**Excerpted text**

┄┄┄┄┄┄

Monday, 2 September 2013

Obedience

My thoughts on this are kinda forming as I type them, so don't expect anything terribly polished and coherent. It is, oddly, very emotional.  Very.
  I read Psalm 119 the other day.  The one we Sunday school children would joke about being asked to memorize.  Because it was way too long.  
  We had to memorize chunks of the bible.  Whole short chapters and such.  We had to do that, and we didn't mind.  But some memory tasks would have been too hard.  Like memorizing Psalm 119.  I'm sure someone somewhere did it.  But that would have been pretty impressive.  It's pages long.
  My problem with Psalm 119 the other day, though (and I did have a problem with it) wasn't that it was too long.  It was that I was reading it in the ESV translation, and it kept saying stuff about "rules."  The KJV tends more toward words like "statutes."  And "Rules" was a word that brought back my childhood all too vividly and made me unable to read it properly.  Rules.  Church rules.  No Star Wars figures.  No television or movies. No running, swimming, sports, games or novels on Sunday.  No sneakers or jeans, shirts with stripes, pictures or patterns on them, worn to Thursday night bible study.  Church five times a week no matter what.  No being alone anywhere with a girl.  Avoiding "every appearance of evil." (which should have been translated "every form/guise of evil", limiting it only to things that actually were evil, rather than anything the person in the church with the dirtiest mind could imagine being a tiny bit evil.)  Because we "generated" our own rules, as kids.  We knew what would be a rule, and we came up with it in advance.  If we didn't, we were still punished. It was pretty easy.  Rules were there to limit happiness.  To bridle and stamp out unbridled joy.
  So the other day I had to think about Psalm 119.  It was all "You've got the best rules.  I love your rules, so bless me.  The wicked people don't love them like I do, so kill 'em.  You've got the best rules.  Really."
  I saw some stuff on the Brethren Believers Uncensored Facebook forum about obedience.  Asked Mark and Dave stuff about Psalm 119.  And I'm still thinking about it a bit.

Rules
Unlike in my church, the rules, laws, statutes, commandments, instruction, teaching, decrees and "ways" of God weren't written to primarily deal merely with how things looked.  They weren't followed to make people fit in at church.  They weren't followed to "be a good testimony" to people looking on, for the benefit of grouchy, old folk at church with hearts two sizes too small, who'd be lucky to spell "love" correctly, as it was a four-letter word.  The rules God passed on were very different.
  The family rules, the church rules, were legion.  Limitless.  Any new freedom or technology or entertainment sensation spawned a whole new clutch of them.  And they were ones you had to "just know."  It wasn't like church people were willing to write them down, and certainly not discuss them.  I tried.  These rules added up to something.  They created an entire church lifestyle.  And it was a life "style."  Made you look and behave a certain identifiable way.  And the rules were accomplishing something no one was really willing to admit: they were to keep us from embarrassing our family and church by not looking as pious as other parents' and churches' kids.  
  I mean, one guy wasn't allowed to join our church because he was having trouble paying his alimony.  He was trying to pay it, but he warned us that he couldn't always pay it.  And we shut him out when he wanted to worship God, as this would be "unseemly."  Translation: it would make the church look bad.  We wanted no part of that.  So we shut the door on him.  He wasn't breaking a rule (she'd divorced him).  He was doing what he could.  But he was a threat to how we looked.  We were trying to look "seemly."  Not that we actually were, judging by how we treated others, and what our motives were. It was all about competitively looking good.  Like the Miss America Pageant, only more superficial and less spiritual.  With no talent portion.

┄┄┄┄┄┄

**Information shown**
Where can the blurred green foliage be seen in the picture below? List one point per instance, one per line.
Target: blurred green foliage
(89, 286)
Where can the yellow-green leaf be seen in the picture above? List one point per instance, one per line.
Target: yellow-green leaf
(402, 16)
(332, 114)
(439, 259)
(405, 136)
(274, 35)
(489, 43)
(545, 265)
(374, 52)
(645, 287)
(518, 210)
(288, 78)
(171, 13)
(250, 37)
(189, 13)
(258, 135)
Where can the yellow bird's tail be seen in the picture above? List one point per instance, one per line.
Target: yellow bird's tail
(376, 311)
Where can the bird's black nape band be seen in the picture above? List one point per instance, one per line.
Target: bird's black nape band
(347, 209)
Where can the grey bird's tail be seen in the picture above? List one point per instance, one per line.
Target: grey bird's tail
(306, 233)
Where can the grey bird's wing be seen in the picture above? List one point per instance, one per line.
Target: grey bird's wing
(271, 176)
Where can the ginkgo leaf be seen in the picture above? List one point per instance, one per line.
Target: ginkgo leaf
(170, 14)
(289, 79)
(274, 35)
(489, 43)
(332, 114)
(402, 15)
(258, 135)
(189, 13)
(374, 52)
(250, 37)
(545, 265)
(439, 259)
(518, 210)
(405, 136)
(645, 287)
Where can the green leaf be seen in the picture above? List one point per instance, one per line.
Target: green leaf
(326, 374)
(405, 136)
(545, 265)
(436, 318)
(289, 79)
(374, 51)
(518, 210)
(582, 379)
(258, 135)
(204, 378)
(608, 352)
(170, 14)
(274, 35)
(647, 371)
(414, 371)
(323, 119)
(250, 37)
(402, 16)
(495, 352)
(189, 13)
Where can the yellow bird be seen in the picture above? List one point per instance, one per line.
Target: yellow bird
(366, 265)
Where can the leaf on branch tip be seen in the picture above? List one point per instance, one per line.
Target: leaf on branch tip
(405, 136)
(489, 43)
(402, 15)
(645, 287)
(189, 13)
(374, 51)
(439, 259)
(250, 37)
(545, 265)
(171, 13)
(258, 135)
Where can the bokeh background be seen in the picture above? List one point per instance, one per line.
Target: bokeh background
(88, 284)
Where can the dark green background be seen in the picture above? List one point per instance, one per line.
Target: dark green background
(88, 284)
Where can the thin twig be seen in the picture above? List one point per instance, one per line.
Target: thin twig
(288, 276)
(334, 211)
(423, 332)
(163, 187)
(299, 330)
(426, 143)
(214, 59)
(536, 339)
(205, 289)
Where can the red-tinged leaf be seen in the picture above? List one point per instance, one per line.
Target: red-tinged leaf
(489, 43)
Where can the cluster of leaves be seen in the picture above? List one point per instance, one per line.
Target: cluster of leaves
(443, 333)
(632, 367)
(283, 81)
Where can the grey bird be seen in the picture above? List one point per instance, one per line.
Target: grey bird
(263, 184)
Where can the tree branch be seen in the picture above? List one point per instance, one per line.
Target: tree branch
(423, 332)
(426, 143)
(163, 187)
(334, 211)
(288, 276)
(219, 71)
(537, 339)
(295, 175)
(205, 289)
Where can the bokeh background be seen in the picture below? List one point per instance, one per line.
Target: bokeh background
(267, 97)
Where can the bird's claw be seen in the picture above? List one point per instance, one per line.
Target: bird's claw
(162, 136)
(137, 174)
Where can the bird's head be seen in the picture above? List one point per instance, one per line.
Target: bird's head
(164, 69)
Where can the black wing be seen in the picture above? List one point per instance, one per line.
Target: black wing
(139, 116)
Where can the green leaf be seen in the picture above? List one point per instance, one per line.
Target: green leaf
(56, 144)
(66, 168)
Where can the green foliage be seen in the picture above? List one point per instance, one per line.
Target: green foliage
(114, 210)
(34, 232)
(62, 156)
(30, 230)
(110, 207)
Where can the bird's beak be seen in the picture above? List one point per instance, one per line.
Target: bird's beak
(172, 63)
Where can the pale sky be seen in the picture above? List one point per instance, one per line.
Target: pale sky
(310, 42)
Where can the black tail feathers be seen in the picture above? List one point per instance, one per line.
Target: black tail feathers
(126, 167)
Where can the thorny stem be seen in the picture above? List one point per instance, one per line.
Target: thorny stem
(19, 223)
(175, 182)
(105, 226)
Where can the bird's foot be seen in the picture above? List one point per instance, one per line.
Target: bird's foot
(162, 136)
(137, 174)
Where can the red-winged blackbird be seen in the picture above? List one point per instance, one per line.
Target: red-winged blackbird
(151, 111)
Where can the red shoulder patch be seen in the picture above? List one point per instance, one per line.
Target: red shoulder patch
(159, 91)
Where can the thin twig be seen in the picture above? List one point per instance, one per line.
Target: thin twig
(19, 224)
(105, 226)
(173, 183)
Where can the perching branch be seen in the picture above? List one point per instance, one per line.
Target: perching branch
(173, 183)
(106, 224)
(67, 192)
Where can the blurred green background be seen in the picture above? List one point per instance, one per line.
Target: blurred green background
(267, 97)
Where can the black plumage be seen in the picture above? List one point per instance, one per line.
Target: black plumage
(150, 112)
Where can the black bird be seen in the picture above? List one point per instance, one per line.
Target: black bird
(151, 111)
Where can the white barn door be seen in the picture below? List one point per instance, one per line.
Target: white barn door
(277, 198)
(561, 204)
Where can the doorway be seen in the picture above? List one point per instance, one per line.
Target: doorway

┄┄┄┄┄┄

**Complete the following**
1/ Reproduce the blog post word for word, starting with "My thoughts on" and going on through "It's pages long.".
2/ How many lines in the rows contain the string "winged", matching case exactly? Reply with the number alone.
The blog post and the rows come from unrelated sources.

**Task-by-task results**
1/
My thoughts on this are kinda forming as I type them, so don't expect anything terribly polished and coherent. It is, oddly, very emotional.  Very.
  I read Psalm 119 the other day.  The one we Sunday school children would joke about being asked to memorize.  Because it was way too long.  
  We had to memorize chunks of the bible.  Whole short chapters and such.  We had to do that, and we didn't mind.  But some memory tasks would have been too hard.  Like memorizing Psalm 119.  I'm sure someone somewhere did it.  But that would have been pretty impressive.  It's pages long.

2/ 2